** Exercise requirements **
1. According to the fundraising passage, why is $2,500 not an insignificant amount in fundraising? Answer in one to three sentences.
2. In the fundraising passage, how often does the writer experience the joy of securing exactly what is needed and more?
3. Continue the passage on nonprofit fundraising from its last sentence.

** Document text **
>>>

At 6:45, I was posted outside the van to direct the crew for the remaining 2 hours. Everyone was quiet and moved quickly and I thought about the amount that caused Joe to spend a day dissolving in animosity, bad decision making and ultimately to abandon part of the job: $2,500.
$2,500 is not an insignificant amount in fundraising. For some organizations it’s a major gift, and for most nonprofits it’s a signal of potentially greater wealth if cultivated and accessed correctly. Moreover, if, let’s say, an organization is expecting $4,000 (going by Joe’s calculations), but only receives $2,500, the work still gets done.
Setting aside the more complicated grant-based negotiations of a lesser gift, a straight GOS gift, particularly at this level, does not alter the critical, daily work of the average mid-size nonprofit organization. Where I work, if we don’t secure X grant, or Y gift, our clinic stays open. Homeless mothers and children still receive medical services. Our providers don’t quit. I, fundraiser, don’t quit. In fact, I may spend an entire YEAR cultivating a donor or company only to receive $2,500, and I don’t quit the relationship because I was perhaps expecting more. I’ve spent several years on some relationships with $0 as the count-up, knowing that I could receive tenfold and more (of $2,500) with a little patience, friendship and considerate courting.
And THIS is the daily work of nonprofits. We do more with less and sometimes nothing. As a fundraiser, I experience the joy of securing exactly what is needed and more about 30% of the time. The rest is a tough, grinding slog of difficult donor expectations, limited resources, smallish gifts and the faint promise of something more.

<<<

** Provided records **
>>>

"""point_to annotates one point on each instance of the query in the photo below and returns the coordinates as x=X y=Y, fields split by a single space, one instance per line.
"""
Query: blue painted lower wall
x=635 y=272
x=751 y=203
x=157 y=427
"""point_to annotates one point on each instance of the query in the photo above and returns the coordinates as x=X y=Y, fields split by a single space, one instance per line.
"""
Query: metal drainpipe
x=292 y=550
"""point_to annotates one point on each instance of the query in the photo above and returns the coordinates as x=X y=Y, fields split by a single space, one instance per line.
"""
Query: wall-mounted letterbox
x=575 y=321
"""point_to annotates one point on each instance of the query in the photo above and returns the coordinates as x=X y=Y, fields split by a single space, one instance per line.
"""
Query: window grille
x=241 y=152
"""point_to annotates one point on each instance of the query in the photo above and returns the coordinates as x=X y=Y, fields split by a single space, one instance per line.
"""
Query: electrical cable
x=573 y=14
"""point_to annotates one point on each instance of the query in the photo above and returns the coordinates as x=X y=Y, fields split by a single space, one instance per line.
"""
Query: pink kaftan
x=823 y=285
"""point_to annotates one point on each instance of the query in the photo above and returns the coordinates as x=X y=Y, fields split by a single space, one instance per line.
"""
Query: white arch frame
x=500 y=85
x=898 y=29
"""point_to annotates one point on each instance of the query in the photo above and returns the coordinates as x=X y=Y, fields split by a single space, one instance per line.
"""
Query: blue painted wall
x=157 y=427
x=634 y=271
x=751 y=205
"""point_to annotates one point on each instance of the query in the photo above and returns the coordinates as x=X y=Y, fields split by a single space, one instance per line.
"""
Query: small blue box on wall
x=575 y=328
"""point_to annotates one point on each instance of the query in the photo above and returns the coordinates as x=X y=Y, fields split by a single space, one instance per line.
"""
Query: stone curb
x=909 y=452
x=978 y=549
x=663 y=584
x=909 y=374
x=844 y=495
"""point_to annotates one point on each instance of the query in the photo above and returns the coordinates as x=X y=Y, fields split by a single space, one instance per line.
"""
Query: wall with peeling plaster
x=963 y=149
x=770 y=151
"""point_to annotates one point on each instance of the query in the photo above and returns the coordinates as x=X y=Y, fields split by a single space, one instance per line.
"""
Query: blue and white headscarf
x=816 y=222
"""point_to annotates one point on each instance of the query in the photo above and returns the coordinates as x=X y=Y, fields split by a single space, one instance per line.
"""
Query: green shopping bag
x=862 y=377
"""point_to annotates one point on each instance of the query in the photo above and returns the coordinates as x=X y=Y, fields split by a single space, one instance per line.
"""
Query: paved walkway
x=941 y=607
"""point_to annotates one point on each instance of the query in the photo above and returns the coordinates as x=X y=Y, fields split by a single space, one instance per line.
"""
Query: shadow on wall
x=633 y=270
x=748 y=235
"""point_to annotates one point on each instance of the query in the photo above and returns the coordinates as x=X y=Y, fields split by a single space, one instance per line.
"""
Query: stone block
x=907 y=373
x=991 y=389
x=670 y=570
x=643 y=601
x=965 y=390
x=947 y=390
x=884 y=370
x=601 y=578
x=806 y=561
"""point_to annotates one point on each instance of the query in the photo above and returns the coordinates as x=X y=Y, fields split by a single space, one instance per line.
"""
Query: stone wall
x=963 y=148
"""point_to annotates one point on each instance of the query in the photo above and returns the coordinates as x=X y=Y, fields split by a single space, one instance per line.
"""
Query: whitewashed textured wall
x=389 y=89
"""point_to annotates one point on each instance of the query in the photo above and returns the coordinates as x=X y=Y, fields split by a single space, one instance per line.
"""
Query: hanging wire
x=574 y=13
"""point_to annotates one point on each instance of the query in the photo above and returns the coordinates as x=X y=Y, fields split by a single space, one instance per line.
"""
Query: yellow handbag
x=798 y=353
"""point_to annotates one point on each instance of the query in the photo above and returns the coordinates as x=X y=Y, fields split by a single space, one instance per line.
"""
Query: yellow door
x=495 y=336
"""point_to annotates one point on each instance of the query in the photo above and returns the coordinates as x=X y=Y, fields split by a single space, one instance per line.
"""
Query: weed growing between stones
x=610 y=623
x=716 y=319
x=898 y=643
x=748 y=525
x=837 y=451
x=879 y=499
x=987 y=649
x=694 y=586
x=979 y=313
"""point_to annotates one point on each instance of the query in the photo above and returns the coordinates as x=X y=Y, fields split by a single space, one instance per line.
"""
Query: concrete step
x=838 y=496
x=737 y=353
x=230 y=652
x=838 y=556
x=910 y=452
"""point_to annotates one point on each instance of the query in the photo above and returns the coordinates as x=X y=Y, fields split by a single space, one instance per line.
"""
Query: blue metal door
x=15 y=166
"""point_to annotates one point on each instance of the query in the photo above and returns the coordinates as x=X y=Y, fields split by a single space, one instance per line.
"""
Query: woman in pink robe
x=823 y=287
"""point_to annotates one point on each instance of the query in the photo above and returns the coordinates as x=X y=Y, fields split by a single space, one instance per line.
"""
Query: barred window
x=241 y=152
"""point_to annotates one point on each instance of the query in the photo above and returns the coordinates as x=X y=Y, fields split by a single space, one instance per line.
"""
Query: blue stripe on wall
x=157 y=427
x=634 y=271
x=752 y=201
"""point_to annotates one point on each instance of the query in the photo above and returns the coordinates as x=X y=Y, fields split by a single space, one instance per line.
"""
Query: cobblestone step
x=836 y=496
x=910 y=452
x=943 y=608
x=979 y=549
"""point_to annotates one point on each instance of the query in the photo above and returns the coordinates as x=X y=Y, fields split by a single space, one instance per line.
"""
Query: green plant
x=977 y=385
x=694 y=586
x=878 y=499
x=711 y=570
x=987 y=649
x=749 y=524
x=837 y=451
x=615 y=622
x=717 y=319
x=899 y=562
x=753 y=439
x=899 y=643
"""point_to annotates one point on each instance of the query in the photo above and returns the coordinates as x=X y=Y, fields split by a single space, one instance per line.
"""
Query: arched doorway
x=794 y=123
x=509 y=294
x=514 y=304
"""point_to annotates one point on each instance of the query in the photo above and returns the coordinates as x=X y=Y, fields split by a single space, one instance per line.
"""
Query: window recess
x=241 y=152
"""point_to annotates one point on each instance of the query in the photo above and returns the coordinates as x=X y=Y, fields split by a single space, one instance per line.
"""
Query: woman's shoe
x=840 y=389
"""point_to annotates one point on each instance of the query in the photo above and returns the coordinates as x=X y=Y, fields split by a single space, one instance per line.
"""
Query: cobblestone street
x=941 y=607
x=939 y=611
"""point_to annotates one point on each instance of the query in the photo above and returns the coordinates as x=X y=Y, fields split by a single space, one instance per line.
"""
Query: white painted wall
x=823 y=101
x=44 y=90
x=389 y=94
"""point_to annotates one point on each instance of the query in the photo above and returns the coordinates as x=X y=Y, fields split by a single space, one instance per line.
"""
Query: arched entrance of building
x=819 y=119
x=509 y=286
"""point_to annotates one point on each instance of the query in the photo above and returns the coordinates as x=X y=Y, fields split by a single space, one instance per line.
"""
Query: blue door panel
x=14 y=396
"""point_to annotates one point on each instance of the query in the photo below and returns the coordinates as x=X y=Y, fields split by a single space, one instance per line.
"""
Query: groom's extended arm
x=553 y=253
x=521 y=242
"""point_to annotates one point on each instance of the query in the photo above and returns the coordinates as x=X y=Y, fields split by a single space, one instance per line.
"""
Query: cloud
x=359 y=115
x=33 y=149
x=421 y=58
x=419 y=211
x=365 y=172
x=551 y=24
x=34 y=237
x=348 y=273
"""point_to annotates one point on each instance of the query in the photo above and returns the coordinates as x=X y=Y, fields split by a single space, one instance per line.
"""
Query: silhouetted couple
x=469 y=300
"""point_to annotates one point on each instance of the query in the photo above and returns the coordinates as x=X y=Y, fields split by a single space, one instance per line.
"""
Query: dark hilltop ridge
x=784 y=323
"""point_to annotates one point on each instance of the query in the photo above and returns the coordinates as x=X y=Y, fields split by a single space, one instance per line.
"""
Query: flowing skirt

<<<

** Results of the tasks **
1. For some organizations, $2,500 is a major gift. For most nonprofits, it signals potentially greater wealth if the donor is cultivated and accessed correctly.

2. About 30% of the time.

3.
In the communities and cities impacted by Irma and Harvey, there will be nonprofits that won’t receive enough funding to do the necessary work of sheltering, feeding, providing medical care and basic necessities, cleaning, rebuilding, and more. I am confident that those nonprofits won’t quit. They will work long hours; they will be exhausted; they will sacrifice time with their own families to help another; they won’t be paid; they will give their own personal money; they will make sure the job gets done; they will feel like the job is too big, the need is too huge and their contribution is too little. In many ways it will be, because those communities will need a coordinated effort with government support. Trump only hired the Director of FEMA in June, and his 2018 budget plan includes $667M in cuts to help cities and states prepare for these disasters.
One thing I’m pretty sure of, government ain’t helping anytime soon and not in any sort of substantive capacity that is needed.
I am proud to work in an industry that doesn’t quit, but, frankly, I’m also exhausted, watching us continually do more with less. And despite my meandering sidebar/headliner personal story, it was that moment, in my driveway, in the final quiet moments of our move that I wasn’t calm. I was white hot mad. I was angry that, for Joe, his indignity came from one bad bid and he was hell-bent on getting his take. For me, underbidding and doing the job is my everyday. And I put out the best prayer an atheist can to all the nonprofits out there that will spend the coming months and years trying to rebuild Texas and Florida. They will get underbid everyday. And they won’t leave. They won’t quit.
In the meantime, I’ll continue to work through project Q with less and somehow manage to attribute some amount of success to the daily slog. I will also deeply enjoy writing Joe’s Better Business Bureau review.